WHAT THE TASK REQUIRES — Write the material out again in full, word for word. Do not include the pictures.

#### THE INPUT ####

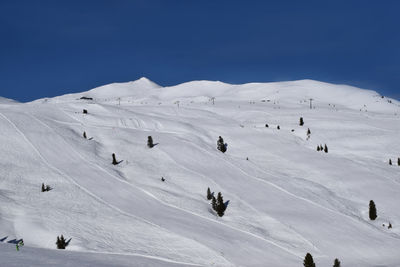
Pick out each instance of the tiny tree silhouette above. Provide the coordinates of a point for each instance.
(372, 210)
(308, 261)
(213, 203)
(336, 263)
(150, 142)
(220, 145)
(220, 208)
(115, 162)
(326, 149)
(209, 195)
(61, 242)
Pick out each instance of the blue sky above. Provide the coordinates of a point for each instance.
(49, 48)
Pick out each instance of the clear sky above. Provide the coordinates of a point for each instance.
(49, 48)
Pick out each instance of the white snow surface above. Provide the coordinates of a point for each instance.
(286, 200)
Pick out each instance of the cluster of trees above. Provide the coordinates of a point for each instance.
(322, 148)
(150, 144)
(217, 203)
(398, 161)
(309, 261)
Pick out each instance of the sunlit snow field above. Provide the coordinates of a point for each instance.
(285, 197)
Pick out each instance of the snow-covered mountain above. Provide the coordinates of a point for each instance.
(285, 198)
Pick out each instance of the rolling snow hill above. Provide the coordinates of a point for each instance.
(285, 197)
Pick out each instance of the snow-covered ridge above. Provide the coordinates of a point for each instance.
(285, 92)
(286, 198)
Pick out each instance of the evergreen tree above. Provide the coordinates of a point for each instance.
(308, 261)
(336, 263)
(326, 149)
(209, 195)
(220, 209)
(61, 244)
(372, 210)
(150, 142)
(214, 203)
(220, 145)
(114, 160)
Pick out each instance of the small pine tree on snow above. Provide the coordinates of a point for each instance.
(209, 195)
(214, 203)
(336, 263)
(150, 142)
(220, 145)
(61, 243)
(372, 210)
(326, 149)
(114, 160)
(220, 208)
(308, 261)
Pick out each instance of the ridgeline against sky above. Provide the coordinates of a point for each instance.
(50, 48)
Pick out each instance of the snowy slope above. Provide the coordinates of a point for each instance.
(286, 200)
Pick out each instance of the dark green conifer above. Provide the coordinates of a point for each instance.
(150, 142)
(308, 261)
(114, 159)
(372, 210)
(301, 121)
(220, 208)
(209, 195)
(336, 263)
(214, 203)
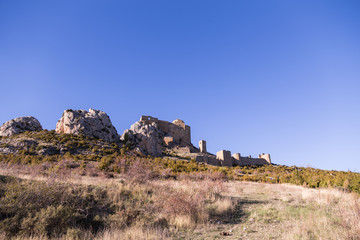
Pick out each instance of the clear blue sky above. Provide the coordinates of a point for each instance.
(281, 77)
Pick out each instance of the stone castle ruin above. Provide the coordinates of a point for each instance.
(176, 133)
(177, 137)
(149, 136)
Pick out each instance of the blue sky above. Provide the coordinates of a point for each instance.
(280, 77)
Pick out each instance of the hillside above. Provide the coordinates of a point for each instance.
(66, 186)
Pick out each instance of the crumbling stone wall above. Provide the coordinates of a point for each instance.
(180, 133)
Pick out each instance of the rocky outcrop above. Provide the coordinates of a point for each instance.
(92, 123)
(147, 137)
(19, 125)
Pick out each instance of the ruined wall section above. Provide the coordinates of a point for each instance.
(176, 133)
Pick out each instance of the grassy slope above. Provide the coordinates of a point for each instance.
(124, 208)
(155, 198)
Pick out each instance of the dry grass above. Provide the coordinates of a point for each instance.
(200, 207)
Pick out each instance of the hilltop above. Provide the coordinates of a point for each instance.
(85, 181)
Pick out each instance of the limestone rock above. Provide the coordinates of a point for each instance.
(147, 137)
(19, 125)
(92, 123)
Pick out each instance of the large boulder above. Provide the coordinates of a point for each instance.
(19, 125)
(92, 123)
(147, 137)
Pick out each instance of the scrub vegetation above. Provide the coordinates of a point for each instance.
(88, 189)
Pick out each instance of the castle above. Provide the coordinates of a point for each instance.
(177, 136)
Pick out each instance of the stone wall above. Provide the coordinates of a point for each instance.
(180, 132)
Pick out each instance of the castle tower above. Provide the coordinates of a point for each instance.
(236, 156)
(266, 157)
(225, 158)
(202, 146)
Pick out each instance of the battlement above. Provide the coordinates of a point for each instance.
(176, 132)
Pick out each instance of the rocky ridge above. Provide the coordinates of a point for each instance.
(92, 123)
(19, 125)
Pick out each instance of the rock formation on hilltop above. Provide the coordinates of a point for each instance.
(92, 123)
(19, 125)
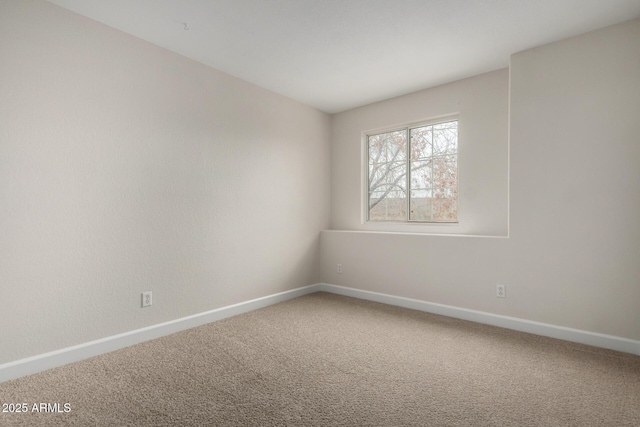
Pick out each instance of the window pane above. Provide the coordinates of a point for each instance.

####

SOLUTION FOR THIS PROBLEM —
Pick out each instance of the tiny tree silhouette above. Provide the coordinates of a point for each instance.
(372, 210)
(308, 261)
(213, 203)
(336, 263)
(150, 142)
(220, 145)
(220, 208)
(115, 162)
(326, 149)
(209, 195)
(61, 242)
Pick out each instance of the blue sky above. Provide the coordinates of a point for each instance.
(49, 48)
Pick out each instance of the clear sky above. Provide the coordinates of a point for each instance.
(49, 48)
Pick out each instance of the white snow surface above. Provide the coordinates of a point for each instance.
(286, 200)
Pick out each instance of the cluster of trees above. Provide the coordinates of a point for each instance.
(322, 148)
(150, 144)
(217, 203)
(398, 161)
(309, 261)
Pick out each instance of the sunlit snow field above. Provide the coordinates of a point for each instance.
(285, 197)
Pick out each instance of the snow-covered mountain above. Provide the coordinates of a point for each instance.
(285, 198)
Pick out each instance of the rolling snow hill above. Provide the coordinates of a point for each instance.
(285, 197)
Pick out each instance of the snow-covered ridge above. Provide the coordinates of a point for each instance.
(285, 92)
(286, 198)
Pick out each instance of the evergreen tree above. Provide the coordinates of a point for each instance.
(308, 261)
(336, 263)
(326, 149)
(209, 195)
(220, 209)
(61, 244)
(372, 210)
(150, 142)
(214, 203)
(220, 145)
(114, 160)
Pick out each instance of the small pine tree on snow above. Provide the coordinates of a point for each instance.
(209, 195)
(214, 203)
(336, 263)
(150, 142)
(220, 145)
(61, 243)
(372, 210)
(326, 149)
(114, 160)
(220, 208)
(308, 261)
Pick out each instance of the ridgeline against sky above. Provide the coordinates of a point for each instance.
(50, 48)
Pick out each instance of the snowy slope above. Provide the coordinates of a point for each instance.
(286, 200)
Pick out each instance of the dark green conifer above. Provide the coordinates of a point for each instance.
(150, 142)
(308, 261)
(114, 159)
(372, 210)
(301, 121)
(220, 208)
(209, 195)
(336, 263)
(214, 203)
Pick out each instance of the clear blue sky above. Provide the coordinates of a point for each instance.
(281, 77)
Pick out each instance of the stone castle ruin above. Provide the coordinates of a point for each instance.
(176, 133)
(177, 137)
(149, 136)
Pick out each instance of the blue sky above. Provide the coordinates of a point for each instance.
(280, 77)
Pick out each instance of the hillside above. Provide the coordinates of a point for each instance.
(66, 186)
Pick out each instance of the crumbling stone wall above. Provide the coordinates of a point for each instance.
(180, 133)
Pick out each instance of the rocky outcrop above. Provide the coordinates of a point for each instance.
(92, 123)
(147, 137)
(19, 125)
Pick out each instance of the ruined wall section above. Provide the coordinates of a point for each instance.
(176, 133)
Pick out each instance of the grassy slope above. Provide the coordinates of a point for each instance.
(124, 208)
(155, 198)
Pick out each instance of the dry grass above. Provide the coordinates of a point for each instance.
(200, 207)
Pick out each instance of the hilltop above. Provide the coordinates of a point for each instance.
(85, 181)
Pick out each instance of the limestone rock above. Provide the coordinates of a point for each instance.
(147, 137)
(19, 125)
(92, 123)
Pick out each instance of the large boulder above. Provide the coordinates of a point for each instance.
(19, 125)
(92, 123)
(147, 137)
Pick out each instance of the scrub vegetation above. Provide the coordinates of a point for each instance.
(88, 189)
Pick out each instance of the castle above. Provide the coordinates of a point for each instance.
(177, 136)
Pick out each instance of the stone wall above. Provide the coordinates of a point for each instance.
(180, 132)
Pick out each instance of the castle tower above. Provide the coordinates of a point for each instance.
(236, 156)
(266, 157)
(225, 158)
(202, 146)
Pick out each instance of the battlement above. Provide the coordinates of a point for each instance.
(176, 132)
Pick out each instance of the rocky ridge above. Provide the coordinates of a point for each instance.
(92, 123)
(19, 125)
Pick out each instance of the rock formation on hilltop above. Provide the coordinates of a point for each instance.
(92, 123)
(19, 125)
Pick out each instance of the window pane above. Provide the coordinates of a point for each instance.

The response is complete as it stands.